Extracted data:
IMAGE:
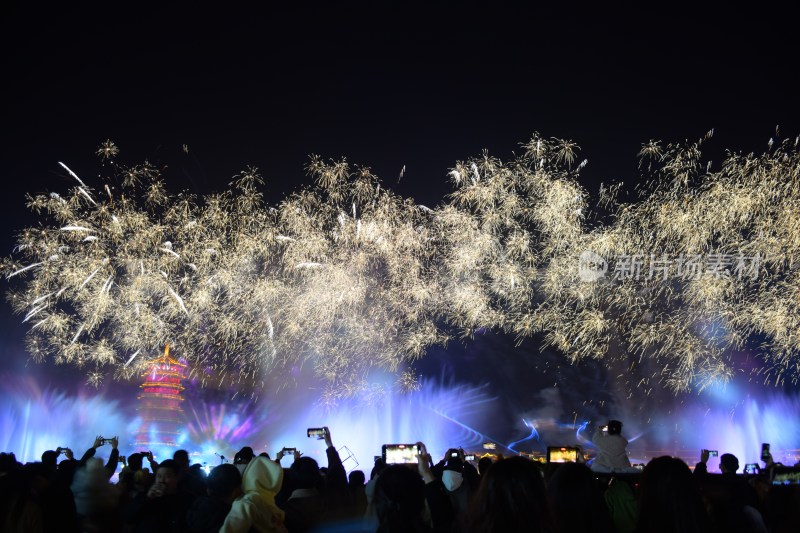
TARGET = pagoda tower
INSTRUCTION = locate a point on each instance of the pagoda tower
(160, 404)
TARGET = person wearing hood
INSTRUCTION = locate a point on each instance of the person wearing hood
(256, 509)
(612, 449)
(459, 479)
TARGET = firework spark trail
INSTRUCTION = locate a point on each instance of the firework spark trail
(349, 278)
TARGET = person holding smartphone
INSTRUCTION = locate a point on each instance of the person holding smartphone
(612, 449)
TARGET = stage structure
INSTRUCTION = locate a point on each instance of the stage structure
(160, 404)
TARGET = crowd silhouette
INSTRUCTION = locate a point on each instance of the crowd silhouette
(293, 493)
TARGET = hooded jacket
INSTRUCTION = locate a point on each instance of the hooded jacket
(256, 509)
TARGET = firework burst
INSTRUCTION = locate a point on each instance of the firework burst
(350, 278)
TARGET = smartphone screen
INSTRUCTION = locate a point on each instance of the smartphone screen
(400, 453)
(318, 433)
(557, 454)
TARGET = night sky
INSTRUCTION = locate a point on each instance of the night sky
(385, 87)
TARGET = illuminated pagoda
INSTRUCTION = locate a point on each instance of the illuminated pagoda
(160, 404)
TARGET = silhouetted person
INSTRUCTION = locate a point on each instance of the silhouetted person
(578, 504)
(511, 498)
(670, 501)
(208, 512)
(612, 452)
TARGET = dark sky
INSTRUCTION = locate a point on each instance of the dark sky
(384, 86)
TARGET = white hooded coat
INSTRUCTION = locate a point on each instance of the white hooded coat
(256, 508)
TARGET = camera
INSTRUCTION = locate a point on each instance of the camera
(318, 433)
(562, 454)
(400, 453)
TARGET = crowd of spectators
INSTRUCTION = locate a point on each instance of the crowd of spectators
(293, 493)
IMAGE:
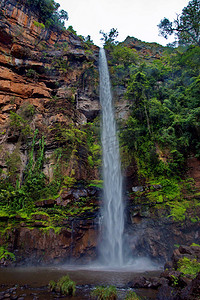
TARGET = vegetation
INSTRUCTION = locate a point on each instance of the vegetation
(131, 296)
(188, 266)
(64, 286)
(162, 129)
(105, 293)
(109, 38)
(49, 15)
(5, 254)
(186, 26)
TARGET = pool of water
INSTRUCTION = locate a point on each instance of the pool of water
(33, 280)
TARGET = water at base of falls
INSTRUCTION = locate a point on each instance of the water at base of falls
(111, 248)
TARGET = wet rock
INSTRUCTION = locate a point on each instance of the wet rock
(138, 189)
(165, 292)
(192, 291)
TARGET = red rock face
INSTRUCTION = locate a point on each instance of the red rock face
(37, 246)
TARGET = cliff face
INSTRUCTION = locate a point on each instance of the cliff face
(51, 73)
(49, 85)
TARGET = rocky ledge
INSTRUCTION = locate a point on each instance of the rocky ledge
(181, 278)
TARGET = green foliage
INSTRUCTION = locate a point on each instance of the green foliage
(109, 38)
(105, 293)
(186, 26)
(132, 296)
(5, 254)
(188, 266)
(40, 25)
(195, 245)
(71, 29)
(175, 280)
(48, 13)
(64, 286)
(16, 196)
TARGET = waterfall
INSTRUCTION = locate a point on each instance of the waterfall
(111, 248)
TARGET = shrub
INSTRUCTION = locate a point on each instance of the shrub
(188, 266)
(64, 286)
(131, 296)
(5, 254)
(105, 293)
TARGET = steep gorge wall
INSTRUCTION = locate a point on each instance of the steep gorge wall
(51, 71)
(48, 83)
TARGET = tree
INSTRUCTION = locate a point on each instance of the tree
(186, 26)
(109, 38)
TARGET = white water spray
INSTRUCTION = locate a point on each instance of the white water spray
(111, 248)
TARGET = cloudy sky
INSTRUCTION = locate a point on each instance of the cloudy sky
(137, 18)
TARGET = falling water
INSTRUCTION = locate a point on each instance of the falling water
(111, 248)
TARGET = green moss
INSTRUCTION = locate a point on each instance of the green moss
(188, 266)
(65, 286)
(105, 293)
(194, 244)
(132, 296)
(5, 254)
(40, 25)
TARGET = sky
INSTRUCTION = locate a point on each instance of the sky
(135, 18)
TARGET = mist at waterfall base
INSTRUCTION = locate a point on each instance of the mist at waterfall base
(113, 250)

Task requirements:
Quote every entry exactly, with the pictures omitted.

Answer to the task:
IMAGE:
TARGET = pagoda tower
INSTRUCTION = locate a point on each instance of the pagoda tower
(160, 404)
TARGET = person wearing hood
INSTRUCTION = locate a point on each instance of the person wearing hood
(256, 509)
(612, 449)
(459, 479)
TARGET = firework spark trail
INSTRUCTION = locate a point on each instance of the firework spark trail
(349, 278)
TARGET = person holding smartphone
INSTRUCTION = locate a point on each instance of the person holding smartphone
(612, 449)
TARGET = stage structure
INSTRUCTION = locate a point on each instance of the stage structure
(160, 404)
TARGET = crowd silhouette
INSTRUCTION = locate a point on each instance of the crowd silhouette
(293, 493)
TARGET = hooded jacket
INSTRUCTION = locate a point on each instance of the hooded jacket
(256, 509)
TARGET = firework burst
INSTRUCTION = locate a point on each instance of the firework burst
(350, 278)
TARGET = smartphone screen
INSTRUCTION = locate a point on each instance of the smartphone screen
(400, 453)
(318, 433)
(557, 454)
TARGET = night sky
INSTRUCTION = locate a point on each instance of the night sky
(385, 87)
TARGET = illuminated pagoda
INSTRUCTION = locate a point on each instance of the illuminated pagoda
(160, 404)
TARGET = silhouetted person
INSTRUCTION = locate a point on each instance of the silhouetted person
(578, 504)
(511, 498)
(670, 501)
(208, 512)
(612, 452)
TARGET = dark sky
INSTRUCTION = locate a point on each instance of the dark sky
(384, 86)
TARGET = white hooded coat
INSTRUCTION = locate a point on each instance of the white hooded coat
(256, 508)
TARGET = camera
INSTRUCTION = locate a point on each instance of the camera
(318, 433)
(562, 454)
(400, 453)
TARGET = crowd of spectators
INSTRUCTION = locate a point on each instance of the crowd of spectators
(293, 493)
IMAGE:
TARGET = vegetation
INSTRUCTION = locate a point on each instance of the vegetation
(131, 296)
(188, 266)
(64, 286)
(162, 129)
(105, 293)
(109, 38)
(49, 15)
(5, 254)
(186, 26)
TARGET = pool of water
INSTRUCTION = locate a point on each instance of the pool of water
(33, 280)
TARGET = water at base of falls
INSTRUCTION = locate a point on each instance of the water at base of falls
(111, 248)
TARGET = wet rock
INSTRUCTION = locate a point on each instance of the wet rock
(138, 189)
(165, 292)
(192, 291)
TARGET = red rock face
INSTRUCTION = locate a point on each instance of the red rock face
(37, 246)
TARGET = cliff face
INSTRUCTION = locate a point on each instance of the cliff face
(51, 73)
(49, 85)
TARGET = rocky ledge
INSTRUCTION = locate a point on each instance of the rocky ledge
(181, 278)
TARGET = green foliage
INSTRUCTION = locate a point on each instance of the green foliage
(109, 38)
(105, 293)
(186, 26)
(132, 296)
(5, 254)
(188, 266)
(40, 25)
(195, 245)
(71, 29)
(175, 280)
(48, 13)
(64, 286)
(16, 196)
TARGET = waterfall
INSTRUCTION = locate a point on each instance of the waterfall
(111, 248)
TARGET = shrub
INSTRUCTION = locate a point on each instance of the shrub
(188, 266)
(64, 286)
(131, 296)
(5, 254)
(105, 293)
TARGET = steep gorge wall
INSTRUCTION = locate a point on each instance of the steep gorge wall
(51, 71)
(48, 83)
TARGET = tree
INSTRUCTION = locate a point on each instance of the tree
(186, 26)
(109, 38)
TARGET = white water spray
INSTRUCTION = locate a point on each instance of the white water spray
(111, 248)
TARGET = cloudy sky
INSTRUCTION = locate a point on each instance of the cloudy sky
(137, 18)
TARGET = falling water
INSTRUCTION = locate a point on each instance of the falling water
(111, 248)
TARGET = green moss
INSTRUCTION = locate a point on each instance of the green moss
(188, 266)
(65, 286)
(105, 293)
(194, 244)
(132, 296)
(5, 254)
(40, 25)
TARGET = sky
INSTRUCTION = locate a point on each instance of the sky
(135, 18)
TARGET = mist at waterfall base
INSTRUCTION = locate a point on each instance of the mist at waterfall base
(113, 250)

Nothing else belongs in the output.